____ SOURCE EXTRACT

Re: [Rd] reshape() makes R run out of memory (PR#14121)

From: hadley wickham <h.wickham_at_gmail.com>
Date: Wed, 09 Dec 2009 18:10:45 -0600

> Yes. The culprit would seem to be interaction(), as in
>
>> x <- y <- z <- 1:999
>> i <- interaction(x,y,z, drop=TRUE)
> Error: cannot allocate vector of size 3.7 Gb
>
> which is happening due to the occurrence of three idvar variables. This
> works basically as interaction(x,y,z)[,drop=TRUE], i.e. it first creates a
> factor with 999^3 levels, and removes the empty levels afterward.
>
> In the absense of a better interaction(), you might try making your own
> single idvar as do.call("paste",tbl[,c("ID", "DATE1", "DATE2")]) or so.

________

> **WRITTEN REQUEST**: Pick up the mailing-list reply about reshape() exhausting memory at the point where it stops, and continue writing it.

____ DATA

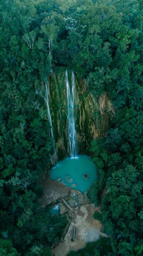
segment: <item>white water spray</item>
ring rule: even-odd
[[[71,92],[69,83],[67,70],[66,70],[65,73],[65,79],[67,91],[68,116],[69,123],[68,140],[71,158],[75,158],[77,157],[77,139],[74,115],[75,87],[74,77],[73,73],[72,73],[72,88]]]
[[[56,151],[56,149],[55,147],[55,140],[54,139],[54,136],[53,131],[52,128],[52,122],[51,118],[51,116],[50,113],[50,110],[49,105],[49,84],[48,82],[48,84],[45,83],[45,87],[46,87],[46,95],[45,95],[45,100],[47,106],[47,109],[48,114],[48,116],[49,121],[50,122],[50,124],[51,127],[51,136],[52,138],[54,144],[54,155],[52,156],[50,155],[50,160],[53,166],[55,166],[56,165],[57,163],[57,156]],[[50,134],[49,134],[49,136]]]

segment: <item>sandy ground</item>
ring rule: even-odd
[[[39,202],[41,207],[59,199],[61,197],[65,200],[69,199],[70,205],[73,210],[70,211],[62,202],[60,203],[60,212],[65,210],[67,215],[70,216],[72,220],[70,225],[64,239],[55,248],[51,249],[52,255],[55,256],[66,256],[71,251],[76,251],[84,247],[86,243],[98,240],[100,235],[107,236],[102,233],[100,229],[103,227],[101,223],[92,217],[95,211],[99,210],[90,201],[86,195],[83,195],[79,191],[76,191],[78,198],[80,198],[79,203],[75,206],[73,201],[74,189],[66,187],[62,184],[50,179],[41,182],[44,195],[39,198]],[[74,228],[75,228],[76,234],[73,241],[72,241]]]
[[[53,255],[66,256],[71,251],[77,251],[84,247],[88,242],[96,241],[99,236],[107,237],[100,231],[102,225],[98,220],[92,217],[95,208],[93,204],[83,205],[79,210],[75,208],[72,212],[73,220],[70,223],[64,239],[56,247],[51,250]],[[73,238],[74,228],[76,228],[76,234],[74,241]]]

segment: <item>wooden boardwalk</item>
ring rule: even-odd
[[[66,205],[67,207],[68,207],[69,209],[70,210],[70,211],[73,211],[73,209],[70,207],[70,205],[68,204],[68,203],[66,202],[66,201],[65,201],[65,200],[63,198],[63,197],[61,197],[61,199],[62,200],[63,202],[64,202],[64,204],[65,204],[65,205]]]

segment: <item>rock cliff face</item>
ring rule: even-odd
[[[105,114],[109,106],[106,95],[101,96],[98,103],[94,101],[85,81],[65,70],[56,75],[51,72],[46,86],[57,160],[80,152],[88,153],[91,140],[102,136],[108,126],[107,111]]]

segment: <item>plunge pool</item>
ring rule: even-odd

________

> **THE RESULT**:
There's also ninteraction in the plyr package, which has been designed to generate a unique integer for each combination (while maintaining the original order of the data and any missing combinations) as efficiently as possible. It's much faster than interaction(..., drop = T) and I hope it would be faster than paste since it works with integers rather than strings.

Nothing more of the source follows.